Text passage:
Segment Open

I am lucky to get paid well for my work, and I use my money to buy time. For example, when my older daughter was born I was determined to do everything myself… and I ended up exhausted and worn out. With my second daughter, I paid for a doula to stay from 10 pm to 6 am every day for the first three months. She’d bring me the baby when she needed to nurse, I’d feed her (the baby, not the doula) and go back to sleep so I could wake up in the morning rested and ready to work. It was, hands-down, the best money I ever spent.
All of the women who work for me get paid well…. but I still feel guilty that my books are made possible by their labor. I don’t know what the answer is, but I feel like other countries are way ahead of us in terms of government-supported childcare and with regard to men stepping up as equal partners.
How do you think the creative community can support women, and mothers, especially?

Segment Closed

To do:
1. Shorten the paragraph of the childcare text that starts "I am lucky to get paid well" to two or three sentences, keeping its main facts.
2. Write out the childcare text from "All of the women" up to and including "and mothers, especially?", word for word.

Information provided:

Segment Open

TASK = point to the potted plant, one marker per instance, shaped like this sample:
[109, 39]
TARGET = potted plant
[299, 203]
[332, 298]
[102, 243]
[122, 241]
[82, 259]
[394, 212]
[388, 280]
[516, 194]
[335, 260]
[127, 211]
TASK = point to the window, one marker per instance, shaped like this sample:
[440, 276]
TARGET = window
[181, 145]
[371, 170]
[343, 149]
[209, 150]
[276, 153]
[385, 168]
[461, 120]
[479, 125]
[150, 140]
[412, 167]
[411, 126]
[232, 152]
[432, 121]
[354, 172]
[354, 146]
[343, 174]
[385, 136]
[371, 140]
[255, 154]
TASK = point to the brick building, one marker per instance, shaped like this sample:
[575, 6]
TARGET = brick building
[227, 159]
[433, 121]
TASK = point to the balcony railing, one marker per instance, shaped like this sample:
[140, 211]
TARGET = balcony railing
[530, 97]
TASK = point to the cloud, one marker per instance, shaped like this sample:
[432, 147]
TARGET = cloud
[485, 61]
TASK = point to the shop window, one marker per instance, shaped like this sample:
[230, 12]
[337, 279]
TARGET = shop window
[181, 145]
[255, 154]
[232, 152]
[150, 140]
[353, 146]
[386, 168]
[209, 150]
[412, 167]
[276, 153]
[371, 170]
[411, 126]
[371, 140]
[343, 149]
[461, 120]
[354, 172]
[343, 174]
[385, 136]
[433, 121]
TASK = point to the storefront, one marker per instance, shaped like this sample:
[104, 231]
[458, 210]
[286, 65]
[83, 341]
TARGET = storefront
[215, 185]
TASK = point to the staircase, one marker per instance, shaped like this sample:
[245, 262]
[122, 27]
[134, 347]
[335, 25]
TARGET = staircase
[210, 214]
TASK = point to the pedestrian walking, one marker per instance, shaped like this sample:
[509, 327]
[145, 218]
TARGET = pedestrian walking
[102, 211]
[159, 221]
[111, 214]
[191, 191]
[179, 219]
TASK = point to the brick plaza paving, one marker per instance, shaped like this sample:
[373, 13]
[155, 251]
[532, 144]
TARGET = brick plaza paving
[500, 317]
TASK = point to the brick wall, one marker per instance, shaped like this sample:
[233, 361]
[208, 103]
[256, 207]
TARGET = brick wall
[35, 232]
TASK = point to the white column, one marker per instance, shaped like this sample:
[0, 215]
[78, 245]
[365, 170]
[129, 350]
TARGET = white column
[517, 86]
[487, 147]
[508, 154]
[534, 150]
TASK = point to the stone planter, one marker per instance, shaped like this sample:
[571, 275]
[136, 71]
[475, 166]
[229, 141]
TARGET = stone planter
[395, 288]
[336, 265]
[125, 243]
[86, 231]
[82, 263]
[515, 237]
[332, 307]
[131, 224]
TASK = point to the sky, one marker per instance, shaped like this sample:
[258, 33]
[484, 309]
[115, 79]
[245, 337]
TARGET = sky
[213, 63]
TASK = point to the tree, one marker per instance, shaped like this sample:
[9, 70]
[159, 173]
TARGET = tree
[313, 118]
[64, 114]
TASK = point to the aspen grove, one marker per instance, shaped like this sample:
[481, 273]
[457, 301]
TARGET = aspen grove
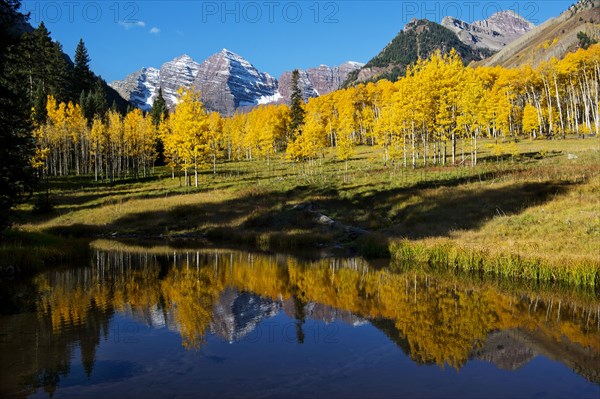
[435, 115]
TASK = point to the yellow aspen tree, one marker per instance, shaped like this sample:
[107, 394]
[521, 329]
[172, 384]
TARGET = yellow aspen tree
[189, 121]
[97, 144]
[215, 137]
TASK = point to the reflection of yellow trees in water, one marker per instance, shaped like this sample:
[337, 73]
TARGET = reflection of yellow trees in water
[441, 319]
[190, 293]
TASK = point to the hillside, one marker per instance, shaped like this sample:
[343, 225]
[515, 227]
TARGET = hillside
[419, 39]
[554, 38]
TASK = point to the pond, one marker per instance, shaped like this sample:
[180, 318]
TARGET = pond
[169, 322]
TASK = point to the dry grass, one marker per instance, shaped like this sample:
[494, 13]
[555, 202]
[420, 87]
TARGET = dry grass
[542, 204]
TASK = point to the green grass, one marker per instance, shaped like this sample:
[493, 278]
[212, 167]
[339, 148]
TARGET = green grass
[534, 216]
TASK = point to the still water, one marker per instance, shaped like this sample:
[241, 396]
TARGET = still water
[163, 322]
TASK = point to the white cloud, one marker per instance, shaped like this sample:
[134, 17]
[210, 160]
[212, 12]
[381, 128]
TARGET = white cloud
[132, 24]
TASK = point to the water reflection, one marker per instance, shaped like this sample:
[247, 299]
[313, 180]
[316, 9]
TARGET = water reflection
[228, 294]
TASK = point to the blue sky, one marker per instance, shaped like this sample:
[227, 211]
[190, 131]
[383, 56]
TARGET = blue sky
[274, 35]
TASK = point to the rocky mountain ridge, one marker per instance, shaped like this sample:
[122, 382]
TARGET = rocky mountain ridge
[227, 82]
[493, 33]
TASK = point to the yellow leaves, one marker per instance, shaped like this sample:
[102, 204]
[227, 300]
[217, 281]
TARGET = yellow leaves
[530, 119]
[187, 138]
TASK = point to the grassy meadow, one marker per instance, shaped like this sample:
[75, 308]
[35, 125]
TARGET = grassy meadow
[534, 214]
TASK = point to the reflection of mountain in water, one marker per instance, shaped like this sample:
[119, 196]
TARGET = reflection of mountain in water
[433, 321]
[235, 315]
[512, 349]
[505, 350]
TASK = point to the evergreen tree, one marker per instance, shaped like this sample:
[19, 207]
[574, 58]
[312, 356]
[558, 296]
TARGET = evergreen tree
[16, 175]
[159, 109]
[83, 78]
[159, 113]
[44, 64]
[100, 104]
[296, 108]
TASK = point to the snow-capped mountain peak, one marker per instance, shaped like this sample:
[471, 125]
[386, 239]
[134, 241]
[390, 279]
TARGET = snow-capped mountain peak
[227, 81]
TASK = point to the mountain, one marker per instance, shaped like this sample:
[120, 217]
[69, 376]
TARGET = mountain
[318, 81]
[139, 87]
[419, 39]
[227, 82]
[554, 38]
[493, 33]
[181, 71]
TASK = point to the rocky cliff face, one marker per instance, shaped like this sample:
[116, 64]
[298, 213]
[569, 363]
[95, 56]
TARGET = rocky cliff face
[493, 33]
[227, 82]
[318, 81]
[139, 88]
[180, 72]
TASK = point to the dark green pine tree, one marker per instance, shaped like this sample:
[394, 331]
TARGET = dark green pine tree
[159, 108]
[45, 66]
[296, 108]
[83, 78]
[16, 175]
[99, 98]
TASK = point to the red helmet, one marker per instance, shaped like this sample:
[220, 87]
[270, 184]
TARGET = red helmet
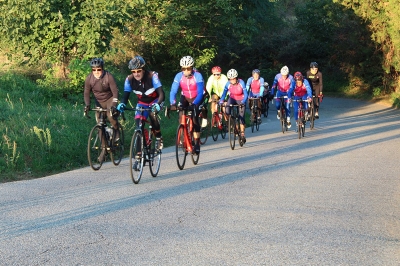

Segment Closed

Answers by task:
1. I'm well paid and use my money to buy time. After doing everything myself with my first daughter and ending up exhausted, I paid a doula to stay from 10 pm to 6 am every day for the first three months with my second. She brought me the baby only for nursing, so I woke up rested and ready to work: the best money I ever spent.

2.
All of the women who work for me get paid well…. but I still feel guilty that my books are made possible by their labor. I don’t know what the answer is, but I feel like other countries are way ahead of us in terms of government-supported childcare and with regard to men stepping up as equal partners.
How do you think the creative community can support women, and mothers, especially?